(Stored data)
- Opening Delimiter -

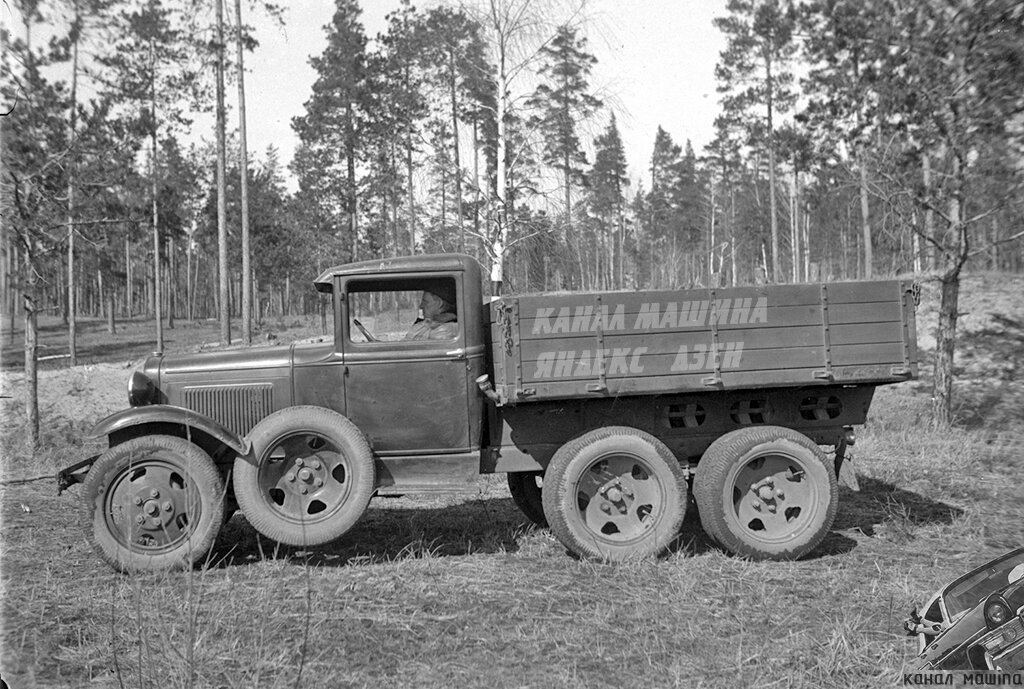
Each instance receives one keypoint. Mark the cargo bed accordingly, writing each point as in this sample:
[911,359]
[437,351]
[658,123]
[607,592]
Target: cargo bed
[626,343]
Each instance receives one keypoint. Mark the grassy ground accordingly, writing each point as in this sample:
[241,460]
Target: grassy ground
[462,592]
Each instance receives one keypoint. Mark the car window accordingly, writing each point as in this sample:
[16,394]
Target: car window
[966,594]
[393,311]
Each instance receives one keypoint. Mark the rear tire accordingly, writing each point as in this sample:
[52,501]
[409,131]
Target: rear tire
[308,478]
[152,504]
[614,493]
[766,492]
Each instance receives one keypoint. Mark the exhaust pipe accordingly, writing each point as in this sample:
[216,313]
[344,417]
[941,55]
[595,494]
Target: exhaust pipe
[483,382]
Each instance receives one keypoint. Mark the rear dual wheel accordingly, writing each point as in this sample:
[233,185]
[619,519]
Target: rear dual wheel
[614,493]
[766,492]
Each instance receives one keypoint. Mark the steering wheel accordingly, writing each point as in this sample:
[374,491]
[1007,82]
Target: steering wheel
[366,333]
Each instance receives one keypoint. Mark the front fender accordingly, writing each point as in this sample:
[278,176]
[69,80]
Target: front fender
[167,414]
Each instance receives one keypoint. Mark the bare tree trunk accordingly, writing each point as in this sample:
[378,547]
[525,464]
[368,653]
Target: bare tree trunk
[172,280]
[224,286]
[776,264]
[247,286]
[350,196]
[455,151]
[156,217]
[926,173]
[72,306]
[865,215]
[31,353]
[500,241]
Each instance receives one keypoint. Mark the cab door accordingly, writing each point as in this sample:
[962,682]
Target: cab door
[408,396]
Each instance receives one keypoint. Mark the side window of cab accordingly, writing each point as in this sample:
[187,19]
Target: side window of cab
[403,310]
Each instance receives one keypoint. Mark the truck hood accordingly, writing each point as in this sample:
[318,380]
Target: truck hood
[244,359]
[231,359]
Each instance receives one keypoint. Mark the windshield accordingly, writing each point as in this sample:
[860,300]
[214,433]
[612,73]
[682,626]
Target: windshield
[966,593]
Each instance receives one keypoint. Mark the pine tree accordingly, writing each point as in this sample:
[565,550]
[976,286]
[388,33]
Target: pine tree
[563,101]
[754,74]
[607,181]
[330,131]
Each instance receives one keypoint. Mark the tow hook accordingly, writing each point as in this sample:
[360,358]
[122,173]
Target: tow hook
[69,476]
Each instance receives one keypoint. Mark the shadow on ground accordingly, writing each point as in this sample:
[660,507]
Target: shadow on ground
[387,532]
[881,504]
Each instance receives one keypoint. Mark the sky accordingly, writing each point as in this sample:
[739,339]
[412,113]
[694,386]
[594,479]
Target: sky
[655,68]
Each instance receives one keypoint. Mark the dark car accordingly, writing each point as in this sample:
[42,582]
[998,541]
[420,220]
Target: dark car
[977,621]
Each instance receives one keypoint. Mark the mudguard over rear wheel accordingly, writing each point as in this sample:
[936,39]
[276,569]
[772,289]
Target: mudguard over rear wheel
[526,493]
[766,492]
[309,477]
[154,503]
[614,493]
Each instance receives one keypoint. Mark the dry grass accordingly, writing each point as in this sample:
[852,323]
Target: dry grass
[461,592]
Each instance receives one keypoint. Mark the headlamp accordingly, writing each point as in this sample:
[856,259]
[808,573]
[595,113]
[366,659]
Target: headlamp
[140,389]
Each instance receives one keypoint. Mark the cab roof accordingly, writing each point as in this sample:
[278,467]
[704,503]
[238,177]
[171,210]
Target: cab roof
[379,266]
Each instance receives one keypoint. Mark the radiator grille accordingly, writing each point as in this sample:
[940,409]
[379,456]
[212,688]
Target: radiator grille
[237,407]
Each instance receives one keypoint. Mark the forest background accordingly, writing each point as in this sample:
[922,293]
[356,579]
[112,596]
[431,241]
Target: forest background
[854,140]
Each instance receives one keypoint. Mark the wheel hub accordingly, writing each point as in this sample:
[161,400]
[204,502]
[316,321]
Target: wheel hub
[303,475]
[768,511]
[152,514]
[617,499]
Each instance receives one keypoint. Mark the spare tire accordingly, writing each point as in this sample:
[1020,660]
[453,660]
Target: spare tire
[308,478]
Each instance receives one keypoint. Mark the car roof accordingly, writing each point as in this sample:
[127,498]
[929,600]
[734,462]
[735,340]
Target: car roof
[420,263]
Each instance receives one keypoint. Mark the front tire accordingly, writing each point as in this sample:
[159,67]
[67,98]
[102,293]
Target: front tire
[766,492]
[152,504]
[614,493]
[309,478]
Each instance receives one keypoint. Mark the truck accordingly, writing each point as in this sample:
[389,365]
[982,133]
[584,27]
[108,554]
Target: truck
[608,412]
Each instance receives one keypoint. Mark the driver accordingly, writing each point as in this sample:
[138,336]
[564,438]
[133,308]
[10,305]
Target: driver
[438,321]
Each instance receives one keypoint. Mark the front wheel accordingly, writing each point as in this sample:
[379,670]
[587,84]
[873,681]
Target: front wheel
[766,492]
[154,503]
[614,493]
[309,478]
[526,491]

- Closing Delimiter -

Restate all entries above exactly, but not the images.

** RESULT FOR THIS EXERCISE **
Each instance receives one keypoint. Mark the cargo bed accordingly, writing each point as in this sample:
[911,359]
[437,351]
[658,123]
[607,592]
Target: cargo bed
[626,343]
Each instance receives one keypoint. Mark the grassy ground accordingly, writing each point as in this sample:
[241,460]
Target: grassy ground
[462,592]
Each instance receives one keypoint. Mark the car window accordingly, writing each point as in this sample:
[16,394]
Target: car window
[966,594]
[393,311]
Each instance receives one keypoint. Mark the rear tire accordingly, writing each point as in this sample:
[52,501]
[409,131]
Target: rear tire
[308,478]
[152,504]
[614,493]
[766,492]
Each instance receives one keypoint. Mark the exhaust pipe accordingly, writing each point as in this sample:
[216,313]
[344,417]
[941,55]
[595,494]
Target: exhaust pipe
[483,382]
Each instance receives one keypoint. Mark the rear dual wheel accordingly, writing each point as in this sample:
[233,185]
[619,519]
Target: rear dual wheel
[614,493]
[766,492]
Each instance receives one keypoint. Mark the steering wheel accordingly, writing each point as in this sample:
[374,491]
[1007,82]
Target: steering wheel
[366,333]
Each instance receives one keypoint. Mark the front fender accordingly, writing each point as in this sample:
[278,176]
[69,80]
Target: front fender
[167,414]
Each instance receives one keypoint. Mark the bare tree trunk accordingly, writing each point as in this sample:
[378,547]
[525,464]
[368,653]
Target: bare tree trunk
[172,280]
[224,286]
[776,264]
[247,286]
[350,196]
[455,151]
[156,217]
[926,173]
[72,306]
[865,215]
[31,353]
[500,241]
Each instance receives one keypoint. Mark the cab door accordingly, writing each point as in this sample:
[962,682]
Target: cab door
[408,396]
Each instance receives one keypoint. Mark the side window of cab accordingly, writing each point as in this sample:
[187,19]
Target: side window of cab
[403,310]
Each instance receives one keypoint. Mark the truck hood accordingly, writing each point as in this sample:
[318,380]
Target: truck hood
[244,359]
[231,359]
Each instance receives one keypoint. Mark the windshield accordingly, writing each point as in this sample:
[860,300]
[214,433]
[612,73]
[682,626]
Target: windshield
[966,593]
Each instance receives one keypoint. Mark the pine tree accordingly, writing each point as in this sample:
[565,550]
[976,286]
[388,33]
Target: pine tree
[563,101]
[754,74]
[607,181]
[330,131]
Each instance receives one keypoint. Mark the tow hook accordingly, writing each point as in this sample:
[360,358]
[122,173]
Target: tow hook
[69,476]
Each instance receives one keypoint. Mark the shadow on ground accordingly, writing each point as in this sample:
[660,507]
Target: shadow on ground
[387,532]
[881,504]
Each instance receives one keypoint. Mark the sky accordingly, writing each point as in this sample:
[739,339]
[412,113]
[694,386]
[594,479]
Target: sky
[655,68]
Each instance receives one keypoint. Mark the dark car accordingly, writing each point as in this sample:
[42,582]
[998,541]
[420,220]
Target: dark car
[977,621]
Each instance receives one keypoint. Mark the mudguard over rear wheel accordingly, writing each point as in this sample:
[936,39]
[276,569]
[772,289]
Target: mudguard over rear wheel
[526,493]
[766,492]
[309,477]
[154,503]
[614,493]
Each instance receives one keypoint. Mark the dry grass accordingly, writing each point as in this sample:
[852,323]
Target: dry grass
[461,592]
Each instance receives one keypoint. Mark the headlamp accordingly, writing each point as in this sample:
[856,259]
[808,573]
[595,113]
[366,659]
Target: headlamp
[140,389]
Each instance receives one keypoint. Mark the cab roof accordingly, writing each point as in this sample:
[278,467]
[704,503]
[238,177]
[171,210]
Target: cab roof
[379,266]
Each instance receives one keypoint. Mark the radiator grille accordingly, writing each point as in this sample:
[940,409]
[379,456]
[212,688]
Target: radiator grille
[237,407]
Each instance receives one keypoint. Mark the forest background accordingly, writing each point as in this sample:
[922,293]
[356,579]
[112,596]
[431,241]
Target: forest background
[854,140]
Each instance receives one keypoint. Mark the wheel hub accordingly, writing each point as in this sample:
[161,400]
[204,502]
[316,321]
Target: wheel hub
[303,475]
[768,511]
[152,514]
[617,499]
Each instance receives one keypoint. Mark the spare tire accordingly, writing each point as in this sample:
[1020,660]
[453,660]
Target: spare tire
[308,478]
Each instance receives one keypoint. Mark the car roof accordingly, writing each point as in this sample:
[127,498]
[929,600]
[734,462]
[735,340]
Target: car roof
[420,263]
Each instance receives one keypoint. Mark the front tire accordingly, writing each point as in this sample:
[159,67]
[67,98]
[102,293]
Target: front tire
[766,492]
[152,504]
[614,493]
[309,478]
Each instance receives one keypoint. Mark the truck accordingly, writing each point as in this sample:
[389,365]
[982,133]
[584,27]
[108,554]
Target: truck
[608,412]
Each instance receives one keypoint. Mark the driver accordingly, writing each point as in this sample:
[138,336]
[564,438]
[133,308]
[10,305]
Target: driver
[438,321]
Each instance receives one keypoint. Mark the front wheel accordingly, writing each point as in this sample:
[379,670]
[587,84]
[873,681]
Target: front wheel
[766,492]
[154,503]
[614,493]
[309,478]
[526,491]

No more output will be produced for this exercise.